Portishead Town
- Full name: Portishead Town Football Club
- Nickname: Posset
- Founded: 1912 (as St. Peters Portishead)
- Ground: Bristol Road, Portishead
- Chairman: Adrian Green
- League: Western League Premier Division
- 2025–26: Southern League Division One South, 2nd of 22 (demoted)
- Website: https://portisheadtownfc.com/
| Home colours | Away colours |

= Portishead Town F.C. =

Association football club in England

Portishead Town Football Club, formerly Portishead A.F.C., are a football club based in Portishead, North Somerset, England founded in 1912. The men's first team are currently members of the and the Ladies first team are members of the FA Women's National League South West Division 1. The club is also home to nearly 900 Junior players aged between 5–16 as part of a merger between other Portishead junior football teams. The club is affiliated to the Somerset County FA. They have recently gone onto win the Western League Division One title, securing promotion to the Premier Division for the 2024/25 season.

==History==
Originally known St. Peter's Portishead until a name change in 1948, the club played in small regional leagues for years until joining the Somerset County League in 1975. They won the Premier Division title four times in five years between 1993–94 and 1997–98. After their fourth successive runner-up campaign in the 2004–05 season, Portishead successfully applied for promotion to the Western League.

* [Entries from a point annotation set]
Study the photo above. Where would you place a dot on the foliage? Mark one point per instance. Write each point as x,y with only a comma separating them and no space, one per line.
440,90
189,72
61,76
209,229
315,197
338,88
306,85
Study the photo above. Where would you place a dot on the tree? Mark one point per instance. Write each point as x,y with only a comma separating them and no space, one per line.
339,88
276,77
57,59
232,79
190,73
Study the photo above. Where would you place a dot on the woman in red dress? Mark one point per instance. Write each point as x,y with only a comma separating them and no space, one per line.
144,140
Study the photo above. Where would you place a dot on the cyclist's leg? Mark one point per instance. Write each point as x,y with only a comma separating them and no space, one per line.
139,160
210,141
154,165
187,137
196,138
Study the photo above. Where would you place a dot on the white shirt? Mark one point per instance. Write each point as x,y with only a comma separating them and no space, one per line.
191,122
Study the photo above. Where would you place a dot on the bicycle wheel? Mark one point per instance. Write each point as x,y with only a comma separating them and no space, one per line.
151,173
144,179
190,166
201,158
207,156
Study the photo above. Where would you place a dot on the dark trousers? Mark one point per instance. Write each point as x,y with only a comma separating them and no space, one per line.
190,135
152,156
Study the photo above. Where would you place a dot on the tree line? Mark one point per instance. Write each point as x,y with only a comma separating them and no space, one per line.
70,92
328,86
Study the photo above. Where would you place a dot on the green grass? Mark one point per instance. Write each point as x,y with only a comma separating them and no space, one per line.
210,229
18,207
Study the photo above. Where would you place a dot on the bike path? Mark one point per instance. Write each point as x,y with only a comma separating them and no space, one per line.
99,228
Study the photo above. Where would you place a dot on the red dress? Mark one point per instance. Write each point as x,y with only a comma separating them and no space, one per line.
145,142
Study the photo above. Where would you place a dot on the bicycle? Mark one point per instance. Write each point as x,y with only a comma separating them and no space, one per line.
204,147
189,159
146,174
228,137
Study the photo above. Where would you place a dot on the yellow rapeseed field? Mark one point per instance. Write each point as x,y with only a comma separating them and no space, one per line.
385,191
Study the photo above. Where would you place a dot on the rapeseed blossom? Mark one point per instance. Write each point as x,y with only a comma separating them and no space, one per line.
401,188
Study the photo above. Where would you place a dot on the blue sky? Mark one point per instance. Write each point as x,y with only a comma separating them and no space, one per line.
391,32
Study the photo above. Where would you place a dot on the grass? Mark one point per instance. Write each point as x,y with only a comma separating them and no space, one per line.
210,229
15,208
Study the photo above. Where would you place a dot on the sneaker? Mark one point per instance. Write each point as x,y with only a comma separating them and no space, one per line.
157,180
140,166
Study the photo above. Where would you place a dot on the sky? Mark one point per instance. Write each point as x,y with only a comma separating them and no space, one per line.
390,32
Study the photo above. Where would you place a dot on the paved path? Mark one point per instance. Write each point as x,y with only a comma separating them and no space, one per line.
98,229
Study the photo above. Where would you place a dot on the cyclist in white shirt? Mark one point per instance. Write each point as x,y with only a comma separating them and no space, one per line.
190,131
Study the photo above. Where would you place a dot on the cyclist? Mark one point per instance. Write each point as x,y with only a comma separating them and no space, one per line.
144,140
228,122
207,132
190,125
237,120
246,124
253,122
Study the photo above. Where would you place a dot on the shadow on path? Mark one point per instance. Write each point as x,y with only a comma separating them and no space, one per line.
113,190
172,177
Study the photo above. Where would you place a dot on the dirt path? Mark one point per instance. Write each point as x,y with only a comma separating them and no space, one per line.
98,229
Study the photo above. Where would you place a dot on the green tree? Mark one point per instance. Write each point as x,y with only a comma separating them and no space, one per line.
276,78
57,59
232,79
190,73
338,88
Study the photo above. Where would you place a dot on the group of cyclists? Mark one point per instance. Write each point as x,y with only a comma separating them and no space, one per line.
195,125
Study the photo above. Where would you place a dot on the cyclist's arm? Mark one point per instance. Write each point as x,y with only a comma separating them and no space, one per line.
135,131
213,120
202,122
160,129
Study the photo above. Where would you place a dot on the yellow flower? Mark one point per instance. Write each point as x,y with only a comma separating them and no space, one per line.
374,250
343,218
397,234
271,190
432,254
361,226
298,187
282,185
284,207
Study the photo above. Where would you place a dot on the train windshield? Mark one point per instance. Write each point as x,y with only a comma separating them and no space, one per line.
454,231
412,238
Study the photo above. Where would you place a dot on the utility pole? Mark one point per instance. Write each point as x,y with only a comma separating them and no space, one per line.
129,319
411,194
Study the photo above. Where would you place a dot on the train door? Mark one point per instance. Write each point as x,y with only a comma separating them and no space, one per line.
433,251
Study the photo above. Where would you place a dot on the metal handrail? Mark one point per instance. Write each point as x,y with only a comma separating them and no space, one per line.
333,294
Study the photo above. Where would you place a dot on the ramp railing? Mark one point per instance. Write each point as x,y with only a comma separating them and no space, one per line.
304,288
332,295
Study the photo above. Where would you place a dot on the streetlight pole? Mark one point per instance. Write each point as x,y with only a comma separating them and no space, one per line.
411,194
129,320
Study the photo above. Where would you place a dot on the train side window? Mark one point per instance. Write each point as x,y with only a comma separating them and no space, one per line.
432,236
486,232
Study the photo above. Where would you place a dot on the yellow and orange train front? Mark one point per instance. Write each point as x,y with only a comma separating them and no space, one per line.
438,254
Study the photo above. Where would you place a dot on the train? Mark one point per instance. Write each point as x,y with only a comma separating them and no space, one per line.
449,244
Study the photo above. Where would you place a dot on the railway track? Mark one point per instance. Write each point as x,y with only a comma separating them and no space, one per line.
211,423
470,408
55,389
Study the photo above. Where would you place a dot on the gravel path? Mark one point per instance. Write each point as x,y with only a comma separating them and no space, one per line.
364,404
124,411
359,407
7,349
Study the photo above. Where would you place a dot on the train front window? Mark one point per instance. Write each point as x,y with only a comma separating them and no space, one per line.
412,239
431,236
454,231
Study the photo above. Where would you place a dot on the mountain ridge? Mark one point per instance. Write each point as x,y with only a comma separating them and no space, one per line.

* [Exercise aim]
Update everything from "- Website: https://portisheadtownfc.com/" down to "the 2024/25 season." in the Portishead Town page, putting "senior team" wherever "first team" appears. You can leave the records aside.

* [Response]
- Website: https://portisheadtownfc.com/
| Home colours | Away colours |

= Portishead Town F.C. =

Association football club in England

Portishead Town Football Club, formerly Portishead A.F.C., are a football club based in Portishead, North Somerset, England founded in 1912. The men's senior team are currently members of the and the Ladies senior team are members of the FA Women's National League South West Division 1. The club is also home to nearly 900 Junior players aged between 5–16 as part of a merger between other Portishead junior football teams. The club is affiliated to the Somerset County FA. They have recently gone onto win the Western League Division One title, securing promotion to the Premier Division for the 2024/25 season.